EXERCISE DESCRIPTION>
Reproduce all of the material, keeping each line intact.
[Start of Attachment]
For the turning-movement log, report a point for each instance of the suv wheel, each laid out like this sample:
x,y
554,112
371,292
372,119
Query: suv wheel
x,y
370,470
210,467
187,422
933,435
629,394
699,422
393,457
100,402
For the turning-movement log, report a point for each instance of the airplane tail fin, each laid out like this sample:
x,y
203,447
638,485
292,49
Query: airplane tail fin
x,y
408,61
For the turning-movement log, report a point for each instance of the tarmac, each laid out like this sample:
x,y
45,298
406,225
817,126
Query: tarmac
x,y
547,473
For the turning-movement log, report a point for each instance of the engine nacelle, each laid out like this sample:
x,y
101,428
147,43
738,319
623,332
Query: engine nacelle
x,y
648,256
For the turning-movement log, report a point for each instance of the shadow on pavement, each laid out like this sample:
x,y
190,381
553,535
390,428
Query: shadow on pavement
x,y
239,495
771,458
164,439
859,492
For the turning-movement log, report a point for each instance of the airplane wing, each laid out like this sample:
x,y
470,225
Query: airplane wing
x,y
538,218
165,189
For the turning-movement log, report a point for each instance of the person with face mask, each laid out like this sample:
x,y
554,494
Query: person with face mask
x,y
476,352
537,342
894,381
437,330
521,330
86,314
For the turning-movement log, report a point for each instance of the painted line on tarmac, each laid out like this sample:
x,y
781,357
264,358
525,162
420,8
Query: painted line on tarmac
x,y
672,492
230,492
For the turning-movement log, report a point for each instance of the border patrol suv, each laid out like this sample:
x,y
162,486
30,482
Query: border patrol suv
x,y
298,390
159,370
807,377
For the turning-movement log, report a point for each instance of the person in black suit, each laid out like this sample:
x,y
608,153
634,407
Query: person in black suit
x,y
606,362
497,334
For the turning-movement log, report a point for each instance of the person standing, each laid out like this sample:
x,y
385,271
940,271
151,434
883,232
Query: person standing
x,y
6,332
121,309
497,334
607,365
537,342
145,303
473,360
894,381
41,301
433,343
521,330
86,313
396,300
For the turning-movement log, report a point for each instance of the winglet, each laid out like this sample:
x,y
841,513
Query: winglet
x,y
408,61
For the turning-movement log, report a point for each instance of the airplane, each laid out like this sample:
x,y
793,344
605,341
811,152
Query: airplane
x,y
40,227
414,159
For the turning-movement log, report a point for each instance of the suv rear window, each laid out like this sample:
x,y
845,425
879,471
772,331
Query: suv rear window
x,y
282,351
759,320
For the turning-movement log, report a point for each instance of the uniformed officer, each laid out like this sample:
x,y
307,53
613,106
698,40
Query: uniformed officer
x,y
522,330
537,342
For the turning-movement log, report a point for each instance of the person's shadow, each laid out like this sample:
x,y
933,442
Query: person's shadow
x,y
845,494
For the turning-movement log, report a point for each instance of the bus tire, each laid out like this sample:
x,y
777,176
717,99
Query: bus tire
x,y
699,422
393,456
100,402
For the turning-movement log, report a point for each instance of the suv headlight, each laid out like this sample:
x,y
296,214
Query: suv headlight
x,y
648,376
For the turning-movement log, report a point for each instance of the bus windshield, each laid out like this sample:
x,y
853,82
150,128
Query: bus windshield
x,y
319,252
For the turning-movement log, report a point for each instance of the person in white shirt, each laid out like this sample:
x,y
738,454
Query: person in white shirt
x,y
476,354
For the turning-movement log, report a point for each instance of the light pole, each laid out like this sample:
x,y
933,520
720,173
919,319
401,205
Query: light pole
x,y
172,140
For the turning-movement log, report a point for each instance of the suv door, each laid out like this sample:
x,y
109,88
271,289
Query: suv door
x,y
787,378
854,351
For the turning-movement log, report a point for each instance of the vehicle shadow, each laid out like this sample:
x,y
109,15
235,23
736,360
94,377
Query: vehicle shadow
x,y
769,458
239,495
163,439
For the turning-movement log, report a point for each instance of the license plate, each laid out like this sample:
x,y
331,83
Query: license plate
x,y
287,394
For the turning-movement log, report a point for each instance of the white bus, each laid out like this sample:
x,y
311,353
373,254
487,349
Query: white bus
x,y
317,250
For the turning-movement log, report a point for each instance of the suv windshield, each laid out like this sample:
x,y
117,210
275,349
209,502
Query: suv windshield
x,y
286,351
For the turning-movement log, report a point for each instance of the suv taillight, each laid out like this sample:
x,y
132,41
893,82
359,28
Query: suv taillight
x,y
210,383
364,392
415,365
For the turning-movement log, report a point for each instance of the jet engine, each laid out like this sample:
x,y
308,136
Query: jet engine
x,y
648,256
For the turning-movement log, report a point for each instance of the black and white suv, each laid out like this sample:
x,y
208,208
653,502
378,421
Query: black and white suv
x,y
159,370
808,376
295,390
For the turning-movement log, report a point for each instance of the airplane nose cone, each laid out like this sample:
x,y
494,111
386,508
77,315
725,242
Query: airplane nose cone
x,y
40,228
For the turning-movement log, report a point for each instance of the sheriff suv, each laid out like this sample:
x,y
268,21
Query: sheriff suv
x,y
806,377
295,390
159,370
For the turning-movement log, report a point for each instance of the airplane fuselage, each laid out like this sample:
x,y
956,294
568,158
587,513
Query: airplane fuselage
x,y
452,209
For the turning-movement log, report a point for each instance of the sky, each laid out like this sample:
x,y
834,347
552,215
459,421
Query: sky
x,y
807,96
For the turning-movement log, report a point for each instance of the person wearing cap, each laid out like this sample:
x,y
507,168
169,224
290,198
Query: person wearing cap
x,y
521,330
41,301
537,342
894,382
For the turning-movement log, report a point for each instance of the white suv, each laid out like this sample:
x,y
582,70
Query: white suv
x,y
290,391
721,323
[End of Attachment]
YOUR RESPONSE>
For the turning-movement log, report a point for each instance of the suv wheel, each laid out like this sample:
x,y
554,112
371,292
372,119
Query: suv wheel
x,y
370,470
210,467
187,422
933,435
629,394
699,422
393,457
100,402
For the turning-movement log, report a point for each instance of the airplane tail fin, each laid out like this sample:
x,y
203,447
638,485
292,49
Query: airplane tail fin
x,y
408,61
For the turning-movement log, report a point for each instance of the tarmac, each laid out like this sample:
x,y
45,298
406,225
817,126
Query: tarmac
x,y
547,473
For the turning-movement log, report a point for each instance of the engine nacelle, each laid out like this sample:
x,y
101,428
147,43
738,319
623,332
Query: engine nacelle
x,y
648,256
For the turning-movement log, report a point for each instance of the shadow on pavement, each laid out like this sample:
x,y
190,381
553,535
390,428
Query: shadow on pavement
x,y
239,495
771,458
164,439
859,492
For the turning-movement log, report a point for each instance of the airplane wing, each laid out like this sample:
x,y
470,225
Query: airplane wing
x,y
538,218
165,189
For the turning-movement log, report a point for each instance of the person with face mask, each laid out like this sample:
x,y
554,494
Query: person with face mask
x,y
476,352
537,342
894,381
437,330
521,330
86,314
For the turning-movement log, report a point for each instance of the painted line on tarmac, each laid out like this sample:
x,y
781,357
264,358
525,162
420,8
Query: painted line on tarmac
x,y
672,492
230,492
For the turning-movement log, report a point for each instance of the border patrol suv, each laid out like this sample:
x,y
162,486
30,482
Query: border patrol suv
x,y
298,390
159,370
807,377
For the turning-movement log, report a point for each instance of the person in black suit, each laid out like this sample:
x,y
608,153
634,407
Query: person in black suit
x,y
606,362
497,334
For the turning-movement log, report a point for each instance of the person standing, each laid out like this sample:
x,y
385,271
940,271
151,434
883,232
Query: person standing
x,y
6,332
121,309
497,334
607,365
537,342
145,303
473,360
894,381
41,301
433,343
521,330
86,313
396,300
For the turning-movement log, report a point for each instance of the winglet, each laid out like this sample:
x,y
841,513
Query: winglet
x,y
408,61
For the turning-movement log, report a point for each instance of the airplane, each laid out like this sample:
x,y
793,344
605,341
811,152
Query: airplane
x,y
40,227
414,159
For the turning-movement log, report a point for each instance of the suv rear window, each laid out like this sample:
x,y
845,425
879,471
772,331
Query: suv rear window
x,y
282,351
759,320
For the turning-movement log, report a point for each instance of the uniformed officer, each laid out like this sample:
x,y
307,53
613,106
698,40
Query: uniformed officer
x,y
522,330
537,342
For the turning-movement log, report a point for each instance of the person's shadow, each laid out like this sample:
x,y
933,442
Query: person's shadow
x,y
845,494
For the turning-movement log, report a point for each instance of the bus tire, each laid out like this sample:
x,y
777,176
717,99
Query: bus tire
x,y
699,422
393,456
100,402
For the turning-movement log, report a point for each instance of the suv headlight, each laid out like this sample:
x,y
296,214
Query: suv headlight
x,y
648,376
For the turning-movement log, report a point for each instance of the bus windshield, each laid out like this sample:
x,y
853,82
150,128
Query: bus windshield
x,y
319,252
For the turning-movement log, report a point for each instance of the person in white shirt, each laid out like this sample:
x,y
738,454
Query: person in white shirt
x,y
476,354
For the turning-movement log, report a point for each instance of the light pole, each laid out like this sample:
x,y
933,520
720,173
919,319
401,205
Query: light pole
x,y
172,140
For the turning-movement log, report a point for each instance of the suv door, each laid out like this sample:
x,y
109,88
271,289
Query: suv door
x,y
787,378
854,351
For the turning-movement log, report a point for each instance of the vehicle shadow, each laid out like this sample:
x,y
109,15
235,23
736,360
94,377
Query: vehicle shadow
x,y
769,458
239,495
163,439
For the turning-movement log, report a point for each instance of the license plate, each laid out like this sample:
x,y
331,83
Query: license plate
x,y
287,394
For the turning-movement log, report a point for each instance of the white bus, each laid out like this sample:
x,y
311,353
373,254
487,349
Query: white bus
x,y
317,250
For the turning-movement log, report a point for each instance of the suv windshield, each laid out like this sample:
x,y
117,210
275,349
209,502
Query: suv windshield
x,y
286,351
For the turning-movement log, report a point for each instance of the suv taillight, each laid out like this sample:
x,y
132,41
893,82
359,28
Query: suv taillight
x,y
210,383
364,392
415,365
For the turning-movement log, report a point for each instance of the jet engine, each laid out like this sample:
x,y
308,136
Query: jet engine
x,y
648,256
For the turning-movement log, report a point for each instance of the black and white suv, each laid out like this sample:
x,y
208,208
653,502
378,421
Query: black and white suv
x,y
159,370
808,376
295,390
For the turning-movement log, report a point for each instance of the airplane nose cone, each laid out like this sample:
x,y
494,111
386,508
77,315
725,242
Query: airplane nose cone
x,y
40,228
For the turning-movement log, report a point for each instance of the sheriff suv, each laid out like this sample:
x,y
268,21
Query: sheriff suv
x,y
806,377
295,390
159,370
For the turning-movement log, report a point for each instance of the airplane fuselage, each laid out like this sample:
x,y
956,294
568,158
587,513
Query: airplane fuselage
x,y
452,209
For the turning-movement log, report a point for each instance of the sky, each laid out like this sample:
x,y
834,347
552,215
459,421
Query: sky
x,y
807,96
For the turning-movement log, report a point for each instance of the person wearing cap, each laid out like this sample:
x,y
507,168
169,224
290,198
Query: person wearing cap
x,y
521,330
41,301
537,342
894,382
For the turning-movement log, report a point for each instance of the white suv, each laid out like this sample:
x,y
582,70
Query: white suv
x,y
290,391
721,323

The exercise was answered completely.